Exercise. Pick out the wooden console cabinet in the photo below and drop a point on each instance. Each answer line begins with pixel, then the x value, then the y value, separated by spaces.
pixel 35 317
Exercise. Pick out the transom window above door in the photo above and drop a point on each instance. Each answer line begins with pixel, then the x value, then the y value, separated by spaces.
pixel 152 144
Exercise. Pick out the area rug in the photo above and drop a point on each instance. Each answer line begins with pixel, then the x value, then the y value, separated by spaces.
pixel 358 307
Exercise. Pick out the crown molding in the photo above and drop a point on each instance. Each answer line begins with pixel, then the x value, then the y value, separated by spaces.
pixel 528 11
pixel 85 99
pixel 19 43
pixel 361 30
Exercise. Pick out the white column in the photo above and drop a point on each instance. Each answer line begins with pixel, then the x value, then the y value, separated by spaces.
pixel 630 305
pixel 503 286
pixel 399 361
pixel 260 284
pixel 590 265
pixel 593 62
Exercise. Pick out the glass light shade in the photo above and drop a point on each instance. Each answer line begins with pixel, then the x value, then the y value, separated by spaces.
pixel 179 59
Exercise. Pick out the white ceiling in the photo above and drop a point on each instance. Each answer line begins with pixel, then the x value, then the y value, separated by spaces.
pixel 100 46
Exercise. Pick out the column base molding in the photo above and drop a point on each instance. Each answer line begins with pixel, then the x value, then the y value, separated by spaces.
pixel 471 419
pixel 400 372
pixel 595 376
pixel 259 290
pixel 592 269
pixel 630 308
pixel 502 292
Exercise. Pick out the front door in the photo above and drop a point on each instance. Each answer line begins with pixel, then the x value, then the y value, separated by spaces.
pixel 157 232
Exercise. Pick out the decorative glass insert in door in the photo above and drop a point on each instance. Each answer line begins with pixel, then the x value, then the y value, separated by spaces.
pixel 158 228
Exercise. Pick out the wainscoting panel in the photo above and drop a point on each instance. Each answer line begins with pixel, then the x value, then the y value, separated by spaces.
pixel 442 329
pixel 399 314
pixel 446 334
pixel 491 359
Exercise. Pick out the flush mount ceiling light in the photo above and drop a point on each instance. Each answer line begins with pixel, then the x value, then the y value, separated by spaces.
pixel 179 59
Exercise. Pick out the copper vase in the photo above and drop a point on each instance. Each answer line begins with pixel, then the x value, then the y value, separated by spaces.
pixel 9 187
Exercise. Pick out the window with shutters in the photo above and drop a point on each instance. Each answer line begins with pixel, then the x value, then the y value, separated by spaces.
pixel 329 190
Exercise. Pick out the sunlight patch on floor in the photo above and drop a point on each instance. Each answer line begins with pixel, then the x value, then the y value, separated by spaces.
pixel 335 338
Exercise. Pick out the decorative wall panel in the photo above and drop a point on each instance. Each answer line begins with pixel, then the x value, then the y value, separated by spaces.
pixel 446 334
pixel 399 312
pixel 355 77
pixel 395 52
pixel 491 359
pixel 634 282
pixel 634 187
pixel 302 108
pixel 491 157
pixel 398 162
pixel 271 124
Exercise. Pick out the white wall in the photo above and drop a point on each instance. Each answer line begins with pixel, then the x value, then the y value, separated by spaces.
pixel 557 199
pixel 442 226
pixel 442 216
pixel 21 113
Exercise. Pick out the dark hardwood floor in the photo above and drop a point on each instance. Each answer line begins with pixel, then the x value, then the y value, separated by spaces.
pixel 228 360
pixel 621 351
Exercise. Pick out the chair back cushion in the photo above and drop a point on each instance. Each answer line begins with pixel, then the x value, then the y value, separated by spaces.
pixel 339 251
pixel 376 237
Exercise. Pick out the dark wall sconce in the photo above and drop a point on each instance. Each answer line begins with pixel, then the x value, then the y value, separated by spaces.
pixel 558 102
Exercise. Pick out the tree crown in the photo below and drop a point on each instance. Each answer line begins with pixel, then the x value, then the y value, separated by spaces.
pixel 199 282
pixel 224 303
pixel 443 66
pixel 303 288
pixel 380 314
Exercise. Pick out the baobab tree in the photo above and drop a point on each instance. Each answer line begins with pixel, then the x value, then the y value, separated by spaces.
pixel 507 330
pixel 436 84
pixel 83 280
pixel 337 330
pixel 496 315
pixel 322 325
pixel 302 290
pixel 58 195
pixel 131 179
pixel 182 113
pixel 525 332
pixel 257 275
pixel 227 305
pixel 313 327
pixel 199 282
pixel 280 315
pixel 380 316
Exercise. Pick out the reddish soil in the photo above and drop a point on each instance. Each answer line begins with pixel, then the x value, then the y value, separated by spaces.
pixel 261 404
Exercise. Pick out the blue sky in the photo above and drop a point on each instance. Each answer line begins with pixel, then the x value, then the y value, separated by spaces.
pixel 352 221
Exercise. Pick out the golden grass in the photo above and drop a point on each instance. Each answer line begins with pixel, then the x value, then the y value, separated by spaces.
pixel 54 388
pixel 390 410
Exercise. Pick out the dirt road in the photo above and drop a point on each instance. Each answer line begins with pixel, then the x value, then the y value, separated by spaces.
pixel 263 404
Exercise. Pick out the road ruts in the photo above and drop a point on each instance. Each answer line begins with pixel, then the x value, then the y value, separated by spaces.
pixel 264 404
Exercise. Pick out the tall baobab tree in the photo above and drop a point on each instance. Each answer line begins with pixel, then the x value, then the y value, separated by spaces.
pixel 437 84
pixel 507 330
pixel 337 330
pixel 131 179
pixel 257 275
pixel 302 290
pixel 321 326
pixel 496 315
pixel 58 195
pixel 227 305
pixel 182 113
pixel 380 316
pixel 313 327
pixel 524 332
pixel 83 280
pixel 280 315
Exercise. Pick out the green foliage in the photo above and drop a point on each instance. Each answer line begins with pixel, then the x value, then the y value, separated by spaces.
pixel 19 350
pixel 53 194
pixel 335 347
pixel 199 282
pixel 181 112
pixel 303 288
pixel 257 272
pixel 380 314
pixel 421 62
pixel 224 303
════════════════════
Task:
Please lay out the whole listing above as a Markdown table with two columns, Row and Text, giving each line its own numbered row and leaving out blank lines.

Response:
| Row | Text |
|---|---|
| 1 | Exercise. Pick out the wooden console cabinet in the photo below and drop a point on each instance. Each answer line begins with pixel, then the x value, then the y value, separated by spaces. |
| 2 | pixel 35 317 |
| 3 | Exercise. Pick out the transom window above door in the photo above and drop a point on each instance. Each answer line begins with pixel, then the x value, then the y value, separated by spaces. |
| 4 | pixel 152 144 |
| 5 | Exercise. Pick out the area rug in the photo above and drop a point on each instance. Each answer line begins with pixel, then the x value, then the y value, separated by spaces. |
| 6 | pixel 358 307 |
| 7 | Exercise. Pick out the crown molding in the photo above and drop a point on each instance. Each answer line begins with pixel, then the x value, then the y value, separated by spaces. |
| 8 | pixel 528 11 |
| 9 | pixel 85 99 |
| 10 | pixel 19 43 |
| 11 | pixel 361 30 |
| 12 | Exercise. Pick out the white column in the photo above and drop a point on each instance. Each answer line begins with pixel, then the x value, then the y value, separated by spaces. |
| 13 | pixel 630 305 |
| 14 | pixel 503 286 |
| 15 | pixel 399 361 |
| 16 | pixel 260 284 |
| 17 | pixel 590 265 |
| 18 | pixel 593 62 |
| 19 | Exercise. Pick out the glass light shade in the photo above and drop a point on each instance. Each answer line begins with pixel, then the x value, then the y value, separated by spaces. |
| 20 | pixel 179 59 |
| 21 | Exercise. Pick out the white ceiling in the photo above and drop a point on each instance. Each answer line begins with pixel, then the x value, then the y value, separated by spaces. |
| 22 | pixel 100 46 |
| 23 | Exercise. Pick out the column base molding in the photo above and drop a point on each instance. Each answer line begins with pixel, then the x value, then the y value, separated by spaces. |
| 24 | pixel 471 419 |
| 25 | pixel 400 372 |
| 26 | pixel 595 376 |
| 27 | pixel 259 290 |
| 28 | pixel 592 269 |
| 29 | pixel 630 308 |
| 30 | pixel 502 292 |
| 31 | Exercise. Pick out the front door in the photo above and drop a point on each instance. Each answer line begins with pixel, then the x value, then the y value, separated by spaces. |
| 32 | pixel 157 232 |
| 33 | Exercise. Pick out the decorative glass insert in door in the photo above and drop a point on each instance. Each answer line begins with pixel, then the x value, then the y value, separated by spaces. |
| 34 | pixel 158 228 |
| 35 | Exercise. Pick out the wainscoting panel in the photo above and drop a point on each instance. Each answer line begins with pixel, then the x value, then the y value, separated by spaces. |
| 36 | pixel 442 329 |
| 37 | pixel 399 314 |
| 38 | pixel 446 334 |
| 39 | pixel 491 359 |
| 40 | Exercise. Pick out the flush mount ceiling light in the photo above and drop a point on each instance. Each answer line begins with pixel, then the x value, then the y value, separated by spaces. |
| 41 | pixel 179 59 |
| 42 | Exercise. Pick out the copper vase in the photo above and drop a point on each instance. Each answer line begins with pixel, then the x value, then the y value, separated by spaces. |
| 43 | pixel 9 187 |
| 44 | Exercise. Pick out the window with shutters in the photo above and drop a point on each instance. Each answer line begins with pixel, then the x value, then the y value, separated by spaces. |
| 45 | pixel 329 190 |
| 46 | Exercise. Pick out the sunlight patch on floor in the photo above and drop a point on each instance. Each answer line begins with pixel, then the x value, then the y value, separated by spaces. |
| 47 | pixel 335 338 |
| 48 | Exercise. Pick out the decorative wall panel in the photo above and drop a point on each instance. Each answer line begins with pixel, then the x value, then the y value, separated by spaces. |
| 49 | pixel 446 334 |
| 50 | pixel 399 312 |
| 51 | pixel 355 77 |
| 52 | pixel 395 52 |
| 53 | pixel 491 359 |
| 54 | pixel 634 282 |
| 55 | pixel 634 187 |
| 56 | pixel 302 108 |
| 57 | pixel 491 157 |
| 58 | pixel 398 162 |
| 59 | pixel 271 124 |
| 60 | Exercise. Pick out the white wall in the photo above and drop a point on each instance. Each answer line begins with pixel, then the x value, then the y value, separated by spaces. |
| 61 | pixel 557 199 |
| 62 | pixel 442 226 |
| 63 | pixel 442 216 |
| 64 | pixel 21 113 |
| 65 | Exercise. Pick out the dark hardwood floor in the photo above and drop a point on each instance. Each answer line begins with pixel, then the x value, then the y value, separated by spaces. |
| 66 | pixel 228 360 |
| 67 | pixel 621 351 |
| 68 | Exercise. Pick out the chair back cushion in the photo above and drop a point on each instance. Each answer line begins with pixel, then the x value, then the y value, separated by spaces. |
| 69 | pixel 339 251 |
| 70 | pixel 376 237 |
| 71 | Exercise. Pick out the dark wall sconce in the photo above and drop a point on each instance. Each answer line begins with pixel, then the x value, then the y value, separated by spaces. |
| 72 | pixel 558 102 |
| 73 | Exercise. Pick out the tree crown in the photo below and drop a point on each instance. Each answer line begins with pixel, then the x value, then the y value, separated by spaces. |
| 74 | pixel 199 282 |
| 75 | pixel 224 303 |
| 76 | pixel 443 66 |
| 77 | pixel 303 288 |
| 78 | pixel 380 314 |
| 79 | Exercise. Pick out the baobab tree in the photo above and drop a point on each instance. Each answer line begins with pixel, then the x value, then the y value, separated by spaces. |
| 80 | pixel 507 330 |
| 81 | pixel 436 84 |
| 82 | pixel 83 280 |
| 83 | pixel 337 330 |
| 84 | pixel 496 315 |
| 85 | pixel 322 325 |
| 86 | pixel 302 290 |
| 87 | pixel 58 195 |
| 88 | pixel 131 179 |
| 89 | pixel 182 113 |
| 90 | pixel 525 332 |
| 91 | pixel 257 275 |
| 92 | pixel 227 305 |
| 93 | pixel 313 327 |
| 94 | pixel 199 282 |
| 95 | pixel 280 315 |
| 96 | pixel 380 316 |
| 97 | Exercise. Pick out the reddish soil in the photo above and drop a point on each instance. Each answer line begins with pixel, then the x value, then the y value, separated by spaces. |
| 98 | pixel 261 404 |
| 99 | Exercise. Pick out the blue sky in the photo above and drop a point on each instance. Each answer line begins with pixel, then the x value, then the y value, separated by spaces. |
| 100 | pixel 352 221 |
| 101 | Exercise. Pick out the golden grass in the photo above and drop a point on each instance. Each answer line begins with pixel, then the x value, then the y value, separated by spaces. |
| 102 | pixel 54 388 |
| 103 | pixel 390 410 |
| 104 | Exercise. Pick out the dirt road in the photo above and drop a point on each instance. Each answer line begins with pixel, then the x value, then the y value, separated by spaces. |
| 105 | pixel 263 404 |
| 106 | Exercise. Pick out the road ruts in the photo above and drop a point on each instance. Each answer line begins with pixel, then the x value, then the y value, separated by spaces. |
| 107 | pixel 264 404 |
| 108 | Exercise. Pick out the tall baobab tree in the photo above and drop a point on each instance. Each answer line begins with pixel, then the x value, then the y value, separated by spaces. |
| 109 | pixel 437 84 |
| 110 | pixel 507 330 |
| 111 | pixel 337 330 |
| 112 | pixel 131 179 |
| 113 | pixel 257 275 |
| 114 | pixel 302 290 |
| 115 | pixel 321 326 |
| 116 | pixel 496 315 |
| 117 | pixel 58 195 |
| 118 | pixel 227 305 |
| 119 | pixel 182 113 |
| 120 | pixel 380 316 |
| 121 | pixel 313 327 |
| 122 | pixel 524 332 |
| 123 | pixel 83 280 |
| 124 | pixel 280 315 |
| 125 | Exercise. Pick out the green foliage in the photo above and drop a point on each instance. Each answer line begins with pixel, then the x value, then the y value, separated by spaces. |
| 126 | pixel 19 350 |
| 127 | pixel 53 194 |
| 128 | pixel 335 347 |
| 129 | pixel 199 282 |
| 130 | pixel 181 112 |
| 131 | pixel 303 288 |
| 132 | pixel 257 272 |
| 133 | pixel 380 314 |
| 134 | pixel 421 62 |
| 135 | pixel 224 303 |